----- Provided data
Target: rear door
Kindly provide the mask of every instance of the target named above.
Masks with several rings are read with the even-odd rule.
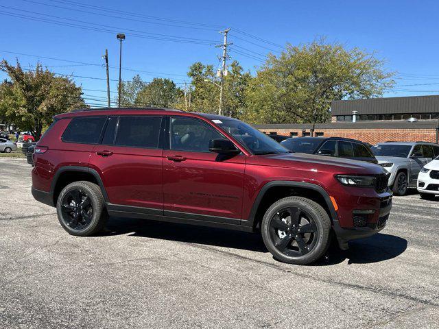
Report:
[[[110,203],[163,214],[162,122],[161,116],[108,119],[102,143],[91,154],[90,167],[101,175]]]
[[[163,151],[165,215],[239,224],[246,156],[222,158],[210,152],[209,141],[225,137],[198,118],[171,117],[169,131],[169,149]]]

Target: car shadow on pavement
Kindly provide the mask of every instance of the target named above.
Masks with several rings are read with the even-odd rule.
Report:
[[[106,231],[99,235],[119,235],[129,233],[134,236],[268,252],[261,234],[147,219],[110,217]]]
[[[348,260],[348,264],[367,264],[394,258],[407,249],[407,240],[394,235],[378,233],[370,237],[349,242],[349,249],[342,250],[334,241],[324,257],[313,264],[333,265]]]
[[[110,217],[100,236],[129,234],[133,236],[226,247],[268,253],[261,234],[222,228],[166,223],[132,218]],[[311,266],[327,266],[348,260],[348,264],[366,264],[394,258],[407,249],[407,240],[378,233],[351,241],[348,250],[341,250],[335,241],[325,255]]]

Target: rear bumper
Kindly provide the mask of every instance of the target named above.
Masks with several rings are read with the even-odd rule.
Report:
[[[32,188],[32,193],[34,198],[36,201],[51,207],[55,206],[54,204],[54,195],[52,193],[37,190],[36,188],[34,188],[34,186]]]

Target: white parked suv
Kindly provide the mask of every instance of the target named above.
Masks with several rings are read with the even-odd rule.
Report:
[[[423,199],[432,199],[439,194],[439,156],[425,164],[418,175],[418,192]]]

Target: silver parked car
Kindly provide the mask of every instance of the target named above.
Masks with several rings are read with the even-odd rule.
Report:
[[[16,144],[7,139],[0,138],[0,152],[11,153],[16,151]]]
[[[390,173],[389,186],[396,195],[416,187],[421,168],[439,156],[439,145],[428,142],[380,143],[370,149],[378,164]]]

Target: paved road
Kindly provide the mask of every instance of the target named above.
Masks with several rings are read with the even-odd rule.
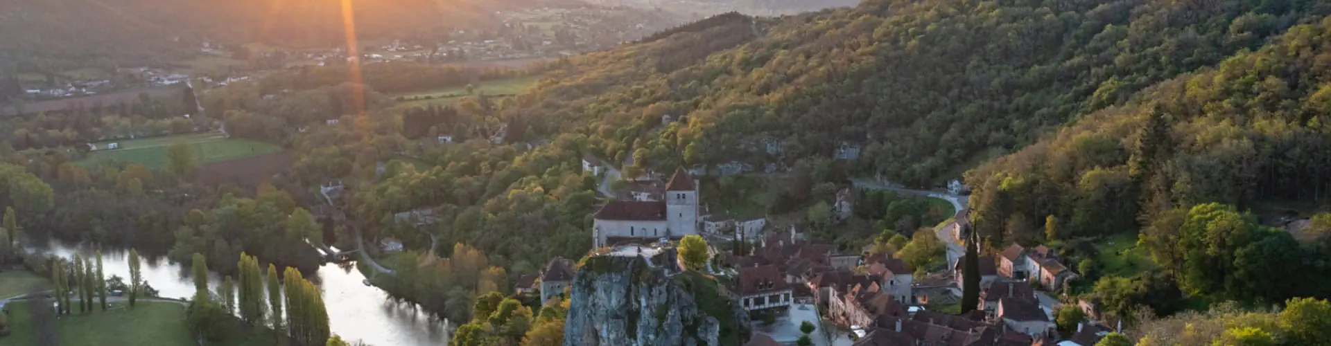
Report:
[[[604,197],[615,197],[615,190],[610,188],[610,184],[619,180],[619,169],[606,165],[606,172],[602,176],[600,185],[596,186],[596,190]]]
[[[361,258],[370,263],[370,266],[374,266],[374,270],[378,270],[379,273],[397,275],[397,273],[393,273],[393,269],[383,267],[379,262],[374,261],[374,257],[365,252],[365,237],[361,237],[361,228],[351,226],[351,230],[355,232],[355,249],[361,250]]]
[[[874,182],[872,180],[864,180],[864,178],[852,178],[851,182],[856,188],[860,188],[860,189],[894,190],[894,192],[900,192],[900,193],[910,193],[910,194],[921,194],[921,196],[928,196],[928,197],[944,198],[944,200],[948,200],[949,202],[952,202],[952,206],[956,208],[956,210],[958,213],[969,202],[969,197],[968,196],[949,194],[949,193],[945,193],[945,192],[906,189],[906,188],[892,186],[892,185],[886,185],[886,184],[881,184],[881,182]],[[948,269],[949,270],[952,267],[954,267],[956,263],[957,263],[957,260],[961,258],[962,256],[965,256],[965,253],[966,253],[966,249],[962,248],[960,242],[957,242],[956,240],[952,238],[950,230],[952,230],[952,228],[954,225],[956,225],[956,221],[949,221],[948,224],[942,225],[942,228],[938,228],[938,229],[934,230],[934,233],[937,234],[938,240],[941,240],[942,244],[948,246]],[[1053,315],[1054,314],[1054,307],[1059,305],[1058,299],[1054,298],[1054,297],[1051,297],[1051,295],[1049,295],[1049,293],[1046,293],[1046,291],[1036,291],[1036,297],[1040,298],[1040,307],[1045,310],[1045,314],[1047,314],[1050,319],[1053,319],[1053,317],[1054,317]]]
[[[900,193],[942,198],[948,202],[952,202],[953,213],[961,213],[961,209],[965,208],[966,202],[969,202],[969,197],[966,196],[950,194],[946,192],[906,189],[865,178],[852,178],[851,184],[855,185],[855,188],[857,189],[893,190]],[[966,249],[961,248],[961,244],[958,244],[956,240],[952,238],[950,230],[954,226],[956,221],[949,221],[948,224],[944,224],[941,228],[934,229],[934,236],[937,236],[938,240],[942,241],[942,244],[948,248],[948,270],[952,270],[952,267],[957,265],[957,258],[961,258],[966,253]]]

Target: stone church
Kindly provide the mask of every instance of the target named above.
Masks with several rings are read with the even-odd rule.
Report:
----------
> [Your objective]
Can you copy the lines from the one containing "Target: stone church" through the end of the records, changing "instance" to "occurrence" and leaving everything else as it is?

> [Task response]
Target: stone church
Kindly provide the mask of every occurrence of the target named above.
Masks with several rings are read with the even-odd rule.
Report:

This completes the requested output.